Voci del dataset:
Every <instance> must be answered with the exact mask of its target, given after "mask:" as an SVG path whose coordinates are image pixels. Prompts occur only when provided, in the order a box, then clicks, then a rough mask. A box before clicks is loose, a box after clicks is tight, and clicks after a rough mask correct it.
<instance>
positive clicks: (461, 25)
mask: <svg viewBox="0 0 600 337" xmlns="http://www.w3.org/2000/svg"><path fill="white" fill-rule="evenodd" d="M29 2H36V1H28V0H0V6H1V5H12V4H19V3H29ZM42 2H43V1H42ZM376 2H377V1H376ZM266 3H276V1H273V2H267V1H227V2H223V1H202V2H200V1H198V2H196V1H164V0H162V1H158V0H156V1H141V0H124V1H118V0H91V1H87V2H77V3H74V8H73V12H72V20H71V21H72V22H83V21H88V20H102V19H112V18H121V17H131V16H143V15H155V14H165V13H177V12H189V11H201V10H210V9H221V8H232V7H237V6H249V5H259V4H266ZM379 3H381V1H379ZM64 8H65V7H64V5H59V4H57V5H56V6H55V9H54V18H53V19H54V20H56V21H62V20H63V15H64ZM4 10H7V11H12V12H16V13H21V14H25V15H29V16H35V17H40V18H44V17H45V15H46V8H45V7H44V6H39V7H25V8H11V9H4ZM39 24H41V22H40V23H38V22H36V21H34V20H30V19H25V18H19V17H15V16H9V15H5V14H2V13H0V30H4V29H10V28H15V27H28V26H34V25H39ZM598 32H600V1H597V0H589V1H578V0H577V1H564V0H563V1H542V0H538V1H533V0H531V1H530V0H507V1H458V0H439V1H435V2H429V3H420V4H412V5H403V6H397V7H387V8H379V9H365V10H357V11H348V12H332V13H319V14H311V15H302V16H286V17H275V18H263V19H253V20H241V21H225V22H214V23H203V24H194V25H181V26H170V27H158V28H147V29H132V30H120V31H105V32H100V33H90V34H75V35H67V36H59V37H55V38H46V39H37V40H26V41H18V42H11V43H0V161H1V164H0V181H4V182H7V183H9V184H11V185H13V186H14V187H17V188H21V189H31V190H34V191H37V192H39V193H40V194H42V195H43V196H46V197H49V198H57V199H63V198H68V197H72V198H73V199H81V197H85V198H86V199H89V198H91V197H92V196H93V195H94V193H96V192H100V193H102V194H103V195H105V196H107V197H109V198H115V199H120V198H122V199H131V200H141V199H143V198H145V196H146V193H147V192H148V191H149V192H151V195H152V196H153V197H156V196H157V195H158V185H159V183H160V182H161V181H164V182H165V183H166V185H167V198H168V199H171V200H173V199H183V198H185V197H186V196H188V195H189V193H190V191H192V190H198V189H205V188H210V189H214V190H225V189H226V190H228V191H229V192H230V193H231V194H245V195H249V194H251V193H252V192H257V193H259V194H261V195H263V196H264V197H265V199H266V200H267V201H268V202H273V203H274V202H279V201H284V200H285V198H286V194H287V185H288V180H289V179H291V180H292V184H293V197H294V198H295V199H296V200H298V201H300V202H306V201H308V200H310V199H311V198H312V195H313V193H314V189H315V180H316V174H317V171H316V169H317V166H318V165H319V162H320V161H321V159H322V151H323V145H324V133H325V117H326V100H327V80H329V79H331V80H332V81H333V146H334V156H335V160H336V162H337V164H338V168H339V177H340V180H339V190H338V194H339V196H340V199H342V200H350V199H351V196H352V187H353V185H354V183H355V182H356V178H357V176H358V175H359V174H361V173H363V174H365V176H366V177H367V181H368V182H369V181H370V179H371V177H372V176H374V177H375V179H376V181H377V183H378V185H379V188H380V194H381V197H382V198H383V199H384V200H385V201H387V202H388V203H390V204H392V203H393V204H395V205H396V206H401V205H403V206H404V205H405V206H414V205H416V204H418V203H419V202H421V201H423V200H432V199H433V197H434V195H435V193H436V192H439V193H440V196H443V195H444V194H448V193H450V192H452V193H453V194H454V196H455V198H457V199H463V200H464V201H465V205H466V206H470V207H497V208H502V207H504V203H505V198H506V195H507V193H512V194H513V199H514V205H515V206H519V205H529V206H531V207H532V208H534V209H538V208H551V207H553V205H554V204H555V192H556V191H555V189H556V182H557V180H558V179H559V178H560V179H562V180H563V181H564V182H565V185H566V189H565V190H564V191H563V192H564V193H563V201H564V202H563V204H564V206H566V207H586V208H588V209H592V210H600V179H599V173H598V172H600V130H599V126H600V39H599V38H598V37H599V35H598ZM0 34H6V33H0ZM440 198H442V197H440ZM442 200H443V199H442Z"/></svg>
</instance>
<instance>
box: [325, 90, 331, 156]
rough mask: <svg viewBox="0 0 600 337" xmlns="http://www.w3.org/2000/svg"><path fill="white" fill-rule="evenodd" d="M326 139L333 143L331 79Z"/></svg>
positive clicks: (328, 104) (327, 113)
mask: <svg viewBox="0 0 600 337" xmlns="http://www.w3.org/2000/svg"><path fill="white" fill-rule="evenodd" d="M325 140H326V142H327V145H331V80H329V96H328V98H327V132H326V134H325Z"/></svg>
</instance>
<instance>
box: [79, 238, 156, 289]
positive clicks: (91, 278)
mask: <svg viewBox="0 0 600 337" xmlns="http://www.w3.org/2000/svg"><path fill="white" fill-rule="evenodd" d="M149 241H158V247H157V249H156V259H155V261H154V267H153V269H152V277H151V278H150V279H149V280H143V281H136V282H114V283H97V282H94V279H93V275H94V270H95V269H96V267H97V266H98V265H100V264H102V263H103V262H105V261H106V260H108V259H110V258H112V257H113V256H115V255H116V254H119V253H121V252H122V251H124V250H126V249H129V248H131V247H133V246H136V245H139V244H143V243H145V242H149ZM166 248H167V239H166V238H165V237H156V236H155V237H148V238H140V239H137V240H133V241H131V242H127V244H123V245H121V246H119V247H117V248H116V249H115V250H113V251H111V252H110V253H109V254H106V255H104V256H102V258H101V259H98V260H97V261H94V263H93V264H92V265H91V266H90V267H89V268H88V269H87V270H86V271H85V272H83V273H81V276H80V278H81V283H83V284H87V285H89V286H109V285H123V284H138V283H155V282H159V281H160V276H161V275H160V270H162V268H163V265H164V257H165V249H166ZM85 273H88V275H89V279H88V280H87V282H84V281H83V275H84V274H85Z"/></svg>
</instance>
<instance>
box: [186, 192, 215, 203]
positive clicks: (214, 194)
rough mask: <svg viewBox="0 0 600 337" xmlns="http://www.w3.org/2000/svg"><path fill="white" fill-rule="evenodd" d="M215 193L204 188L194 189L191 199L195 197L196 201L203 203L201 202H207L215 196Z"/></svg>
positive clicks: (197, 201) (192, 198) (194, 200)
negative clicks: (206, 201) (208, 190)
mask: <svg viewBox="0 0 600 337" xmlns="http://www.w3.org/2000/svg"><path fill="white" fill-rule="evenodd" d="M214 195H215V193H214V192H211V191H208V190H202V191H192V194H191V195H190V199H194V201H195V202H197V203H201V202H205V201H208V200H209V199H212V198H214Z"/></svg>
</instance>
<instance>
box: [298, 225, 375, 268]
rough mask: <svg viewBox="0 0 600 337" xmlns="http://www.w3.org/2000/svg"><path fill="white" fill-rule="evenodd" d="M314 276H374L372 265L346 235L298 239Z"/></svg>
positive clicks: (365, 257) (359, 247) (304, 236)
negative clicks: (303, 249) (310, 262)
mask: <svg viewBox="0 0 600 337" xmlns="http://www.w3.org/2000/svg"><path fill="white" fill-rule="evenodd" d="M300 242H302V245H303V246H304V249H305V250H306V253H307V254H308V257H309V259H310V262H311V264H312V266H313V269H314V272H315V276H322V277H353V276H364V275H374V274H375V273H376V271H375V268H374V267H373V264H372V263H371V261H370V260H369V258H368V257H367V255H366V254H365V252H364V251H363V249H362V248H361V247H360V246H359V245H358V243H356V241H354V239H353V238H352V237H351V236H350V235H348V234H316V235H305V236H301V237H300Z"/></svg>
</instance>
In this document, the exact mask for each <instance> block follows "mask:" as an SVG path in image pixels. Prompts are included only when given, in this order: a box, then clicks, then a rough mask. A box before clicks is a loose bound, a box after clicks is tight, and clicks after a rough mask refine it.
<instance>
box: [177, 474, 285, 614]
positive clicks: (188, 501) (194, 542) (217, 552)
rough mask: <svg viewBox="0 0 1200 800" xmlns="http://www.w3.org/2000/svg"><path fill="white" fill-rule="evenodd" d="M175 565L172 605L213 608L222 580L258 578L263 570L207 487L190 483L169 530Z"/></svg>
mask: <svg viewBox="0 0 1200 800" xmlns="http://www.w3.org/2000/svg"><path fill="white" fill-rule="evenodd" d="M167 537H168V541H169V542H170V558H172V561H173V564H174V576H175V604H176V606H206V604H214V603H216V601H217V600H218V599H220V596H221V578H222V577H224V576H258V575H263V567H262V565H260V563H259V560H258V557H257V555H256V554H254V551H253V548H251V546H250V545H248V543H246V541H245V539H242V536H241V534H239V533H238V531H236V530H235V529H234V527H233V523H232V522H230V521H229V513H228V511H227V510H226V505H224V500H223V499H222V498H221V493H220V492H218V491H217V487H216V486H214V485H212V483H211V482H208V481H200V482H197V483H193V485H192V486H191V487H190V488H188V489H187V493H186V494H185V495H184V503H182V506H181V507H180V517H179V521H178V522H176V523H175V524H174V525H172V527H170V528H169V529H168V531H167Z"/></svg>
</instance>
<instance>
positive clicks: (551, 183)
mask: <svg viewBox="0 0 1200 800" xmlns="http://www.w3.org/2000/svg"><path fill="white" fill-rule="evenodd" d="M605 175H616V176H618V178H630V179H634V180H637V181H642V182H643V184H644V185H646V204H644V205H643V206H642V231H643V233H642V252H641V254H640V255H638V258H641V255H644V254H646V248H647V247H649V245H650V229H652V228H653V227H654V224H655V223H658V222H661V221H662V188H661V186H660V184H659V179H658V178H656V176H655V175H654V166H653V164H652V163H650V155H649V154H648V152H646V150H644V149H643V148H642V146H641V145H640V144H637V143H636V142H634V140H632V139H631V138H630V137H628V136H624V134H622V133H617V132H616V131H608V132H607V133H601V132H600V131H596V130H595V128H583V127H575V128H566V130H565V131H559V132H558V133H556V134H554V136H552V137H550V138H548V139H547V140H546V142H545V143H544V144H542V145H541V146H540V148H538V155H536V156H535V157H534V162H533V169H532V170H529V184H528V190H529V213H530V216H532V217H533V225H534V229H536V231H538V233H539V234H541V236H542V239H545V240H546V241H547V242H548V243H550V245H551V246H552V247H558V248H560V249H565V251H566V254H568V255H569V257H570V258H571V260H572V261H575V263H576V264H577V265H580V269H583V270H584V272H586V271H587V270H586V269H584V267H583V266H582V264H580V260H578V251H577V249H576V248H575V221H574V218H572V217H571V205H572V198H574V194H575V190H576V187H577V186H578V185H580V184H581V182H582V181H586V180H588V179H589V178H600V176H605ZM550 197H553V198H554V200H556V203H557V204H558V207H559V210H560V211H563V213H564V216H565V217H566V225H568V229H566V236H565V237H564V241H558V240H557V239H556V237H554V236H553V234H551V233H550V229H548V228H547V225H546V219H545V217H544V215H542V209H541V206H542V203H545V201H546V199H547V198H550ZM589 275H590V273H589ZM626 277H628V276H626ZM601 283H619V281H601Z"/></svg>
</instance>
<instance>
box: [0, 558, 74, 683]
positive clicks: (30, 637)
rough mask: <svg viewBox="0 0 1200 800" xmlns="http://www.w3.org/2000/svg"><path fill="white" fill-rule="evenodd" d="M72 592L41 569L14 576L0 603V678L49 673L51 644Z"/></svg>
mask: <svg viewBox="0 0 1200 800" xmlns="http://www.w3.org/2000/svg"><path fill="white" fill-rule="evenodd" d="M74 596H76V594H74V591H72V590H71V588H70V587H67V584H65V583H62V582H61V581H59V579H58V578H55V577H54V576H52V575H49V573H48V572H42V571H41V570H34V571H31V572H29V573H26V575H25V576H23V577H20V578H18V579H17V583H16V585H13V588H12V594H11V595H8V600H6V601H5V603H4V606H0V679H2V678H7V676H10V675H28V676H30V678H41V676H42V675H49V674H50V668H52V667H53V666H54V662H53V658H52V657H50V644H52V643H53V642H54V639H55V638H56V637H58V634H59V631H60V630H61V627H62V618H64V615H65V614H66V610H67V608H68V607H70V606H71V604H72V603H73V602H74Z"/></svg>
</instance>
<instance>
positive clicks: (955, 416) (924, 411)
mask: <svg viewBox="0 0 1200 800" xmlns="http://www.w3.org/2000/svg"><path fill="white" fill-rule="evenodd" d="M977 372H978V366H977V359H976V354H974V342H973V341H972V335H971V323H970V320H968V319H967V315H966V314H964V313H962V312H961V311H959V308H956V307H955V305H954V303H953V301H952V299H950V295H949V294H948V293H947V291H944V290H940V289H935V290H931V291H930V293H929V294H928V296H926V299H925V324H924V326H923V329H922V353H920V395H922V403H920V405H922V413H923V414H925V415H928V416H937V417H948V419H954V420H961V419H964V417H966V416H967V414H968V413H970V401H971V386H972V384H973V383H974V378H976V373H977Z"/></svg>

Obiettivo del compito — Per favore, riscrivi le voci dall'inizio fino alla riga che contiene "positive clicks: (461, 25)" e sostituisci "rough mask" con "draft mask", senza cambiare nient'altro.

Risposta al compito —
Every <instance> must be answered with the exact mask of its target, given after "mask:" as an SVG path whose coordinates are image pixels. Prompts occur only when provided, in the order a box, then clicks, then a draft mask. A box before clicks is loose, a box after clicks is tight, and clicks after a draft mask correct it.
<instance>
positive clicks: (461, 25)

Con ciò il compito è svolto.